Please output the records from the line holding "locate: white helmet" through the end of the records, inclusive, as a two-column CSV with the headers input and output, one row per record. Put each record's text in a single quoted input field and its answer in a single quoted output field, with line breaks replaced by spaces.

Records provided:
start

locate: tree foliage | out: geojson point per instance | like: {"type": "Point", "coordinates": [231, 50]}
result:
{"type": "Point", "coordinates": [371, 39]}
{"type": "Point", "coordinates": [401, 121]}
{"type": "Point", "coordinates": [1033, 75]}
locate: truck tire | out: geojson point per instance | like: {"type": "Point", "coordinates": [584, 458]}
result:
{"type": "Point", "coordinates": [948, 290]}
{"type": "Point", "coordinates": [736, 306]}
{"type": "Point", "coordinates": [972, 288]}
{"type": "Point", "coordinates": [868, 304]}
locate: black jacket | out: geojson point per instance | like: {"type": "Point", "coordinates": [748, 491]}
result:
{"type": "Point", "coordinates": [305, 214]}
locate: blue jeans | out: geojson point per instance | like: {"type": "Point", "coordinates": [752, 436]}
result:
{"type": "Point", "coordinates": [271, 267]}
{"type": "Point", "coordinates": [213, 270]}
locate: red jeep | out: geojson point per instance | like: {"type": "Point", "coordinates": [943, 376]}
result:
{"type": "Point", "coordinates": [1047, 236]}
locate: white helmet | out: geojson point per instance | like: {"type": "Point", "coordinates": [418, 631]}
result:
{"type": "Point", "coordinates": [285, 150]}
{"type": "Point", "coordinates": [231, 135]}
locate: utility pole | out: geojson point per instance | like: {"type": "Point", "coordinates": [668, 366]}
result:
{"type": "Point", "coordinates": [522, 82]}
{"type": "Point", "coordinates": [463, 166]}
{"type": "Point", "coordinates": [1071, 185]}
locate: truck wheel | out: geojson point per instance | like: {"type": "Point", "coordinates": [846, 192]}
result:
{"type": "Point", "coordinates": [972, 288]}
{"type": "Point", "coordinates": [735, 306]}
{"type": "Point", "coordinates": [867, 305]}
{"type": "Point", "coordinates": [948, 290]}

end

The reply:
input,output
"locate: white helmet | out: geojson point per instance | like: {""type"": ""Point"", ""coordinates"": [418, 631]} result:","{""type"": ""Point"", ""coordinates"": [285, 150]} {""type"": ""Point"", ""coordinates"": [231, 135]}"
"locate: utility pole | out: geojson point per instance | like: {""type"": ""Point"", ""coordinates"": [668, 366]} result:","{""type"": ""Point"", ""coordinates"": [522, 82]} {""type"": ""Point"", ""coordinates"": [463, 166]} {""type"": ""Point"", ""coordinates"": [1071, 185]}"
"locate: truck wheel | out: geojson point per instance | like: {""type"": ""Point"", ""coordinates"": [846, 192]} result:","{""type"": ""Point"", ""coordinates"": [972, 288]} {""type"": ""Point"", ""coordinates"": [735, 306]} {""type"": ""Point"", ""coordinates"": [867, 305]} {""type"": ""Point"", ""coordinates"": [948, 290]}"